Direction: Count the lines in the records below that contain the word "flower", and give only the number.
:: Records provided
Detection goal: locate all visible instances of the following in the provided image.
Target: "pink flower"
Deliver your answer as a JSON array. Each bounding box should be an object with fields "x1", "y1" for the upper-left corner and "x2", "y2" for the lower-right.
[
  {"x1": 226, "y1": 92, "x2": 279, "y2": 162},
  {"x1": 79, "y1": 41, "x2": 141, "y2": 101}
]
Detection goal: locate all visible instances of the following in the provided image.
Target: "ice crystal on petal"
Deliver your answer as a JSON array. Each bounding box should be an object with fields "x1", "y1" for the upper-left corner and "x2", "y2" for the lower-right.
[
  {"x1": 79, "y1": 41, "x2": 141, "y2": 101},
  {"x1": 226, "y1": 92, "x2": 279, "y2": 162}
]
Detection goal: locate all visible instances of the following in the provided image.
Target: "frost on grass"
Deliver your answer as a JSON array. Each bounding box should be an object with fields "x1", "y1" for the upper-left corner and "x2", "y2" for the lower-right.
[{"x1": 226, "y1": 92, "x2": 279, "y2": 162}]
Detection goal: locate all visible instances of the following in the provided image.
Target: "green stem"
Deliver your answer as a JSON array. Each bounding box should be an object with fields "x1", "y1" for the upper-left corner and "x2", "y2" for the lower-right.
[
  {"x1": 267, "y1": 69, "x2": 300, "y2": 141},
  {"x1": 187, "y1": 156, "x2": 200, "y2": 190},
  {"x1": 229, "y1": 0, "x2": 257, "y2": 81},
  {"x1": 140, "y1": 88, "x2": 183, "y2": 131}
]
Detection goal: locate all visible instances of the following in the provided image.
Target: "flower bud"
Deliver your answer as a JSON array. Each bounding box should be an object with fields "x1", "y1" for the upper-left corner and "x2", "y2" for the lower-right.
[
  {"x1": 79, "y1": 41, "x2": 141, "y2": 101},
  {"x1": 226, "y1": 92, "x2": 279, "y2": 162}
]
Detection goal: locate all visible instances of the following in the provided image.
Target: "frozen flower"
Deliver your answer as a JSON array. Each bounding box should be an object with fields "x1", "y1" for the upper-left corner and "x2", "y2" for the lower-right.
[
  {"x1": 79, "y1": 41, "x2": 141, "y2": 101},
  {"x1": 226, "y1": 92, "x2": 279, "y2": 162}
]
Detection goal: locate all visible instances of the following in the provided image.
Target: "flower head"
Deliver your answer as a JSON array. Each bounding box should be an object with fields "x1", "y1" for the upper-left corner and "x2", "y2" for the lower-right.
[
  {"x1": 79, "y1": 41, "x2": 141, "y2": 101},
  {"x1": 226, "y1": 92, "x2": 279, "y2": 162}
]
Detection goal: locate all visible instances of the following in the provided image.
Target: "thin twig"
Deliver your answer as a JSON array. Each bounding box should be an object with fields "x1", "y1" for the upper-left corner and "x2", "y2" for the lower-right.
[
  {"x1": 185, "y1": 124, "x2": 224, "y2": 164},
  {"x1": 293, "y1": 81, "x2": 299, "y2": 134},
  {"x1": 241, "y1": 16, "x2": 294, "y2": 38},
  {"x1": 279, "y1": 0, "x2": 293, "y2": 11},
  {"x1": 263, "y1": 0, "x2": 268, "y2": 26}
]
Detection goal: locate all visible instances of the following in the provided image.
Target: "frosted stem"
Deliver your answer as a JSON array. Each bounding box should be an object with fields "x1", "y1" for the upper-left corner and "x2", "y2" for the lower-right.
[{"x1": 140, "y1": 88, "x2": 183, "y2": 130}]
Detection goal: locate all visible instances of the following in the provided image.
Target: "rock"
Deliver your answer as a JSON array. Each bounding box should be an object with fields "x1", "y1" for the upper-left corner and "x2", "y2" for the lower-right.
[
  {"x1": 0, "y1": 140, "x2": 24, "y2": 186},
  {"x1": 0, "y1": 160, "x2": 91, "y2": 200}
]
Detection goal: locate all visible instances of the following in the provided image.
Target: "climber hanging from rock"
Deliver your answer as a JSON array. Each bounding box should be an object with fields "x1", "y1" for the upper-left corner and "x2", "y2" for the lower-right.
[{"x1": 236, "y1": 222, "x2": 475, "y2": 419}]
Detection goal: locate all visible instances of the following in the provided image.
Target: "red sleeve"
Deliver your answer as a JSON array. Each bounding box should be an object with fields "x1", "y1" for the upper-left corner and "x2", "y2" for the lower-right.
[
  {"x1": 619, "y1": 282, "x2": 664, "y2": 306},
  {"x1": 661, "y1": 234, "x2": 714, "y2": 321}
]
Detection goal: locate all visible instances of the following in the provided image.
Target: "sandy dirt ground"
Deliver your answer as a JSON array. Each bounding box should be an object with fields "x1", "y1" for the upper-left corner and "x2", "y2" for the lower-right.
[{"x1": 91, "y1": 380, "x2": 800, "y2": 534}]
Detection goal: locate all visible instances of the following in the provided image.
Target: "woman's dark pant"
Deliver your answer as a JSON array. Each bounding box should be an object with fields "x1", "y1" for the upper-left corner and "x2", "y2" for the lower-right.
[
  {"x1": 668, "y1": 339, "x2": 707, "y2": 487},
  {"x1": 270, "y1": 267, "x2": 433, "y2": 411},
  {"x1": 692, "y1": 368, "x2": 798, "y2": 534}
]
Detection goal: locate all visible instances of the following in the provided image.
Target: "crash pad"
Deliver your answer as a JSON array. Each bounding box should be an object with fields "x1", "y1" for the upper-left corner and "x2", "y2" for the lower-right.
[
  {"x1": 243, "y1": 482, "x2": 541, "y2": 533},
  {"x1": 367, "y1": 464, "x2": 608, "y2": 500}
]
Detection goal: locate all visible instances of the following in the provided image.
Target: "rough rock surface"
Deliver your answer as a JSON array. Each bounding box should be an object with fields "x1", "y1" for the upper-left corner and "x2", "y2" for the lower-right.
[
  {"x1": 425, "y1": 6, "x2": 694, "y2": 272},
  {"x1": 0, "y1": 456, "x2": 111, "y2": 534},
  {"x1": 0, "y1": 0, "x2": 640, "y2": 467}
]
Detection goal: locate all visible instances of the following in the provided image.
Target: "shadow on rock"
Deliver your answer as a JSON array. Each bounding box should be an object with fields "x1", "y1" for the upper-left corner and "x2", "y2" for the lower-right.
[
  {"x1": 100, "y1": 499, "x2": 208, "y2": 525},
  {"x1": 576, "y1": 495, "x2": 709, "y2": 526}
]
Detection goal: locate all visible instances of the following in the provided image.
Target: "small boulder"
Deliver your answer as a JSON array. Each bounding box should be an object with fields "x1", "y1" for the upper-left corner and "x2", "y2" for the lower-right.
::::
Answer to this task: 4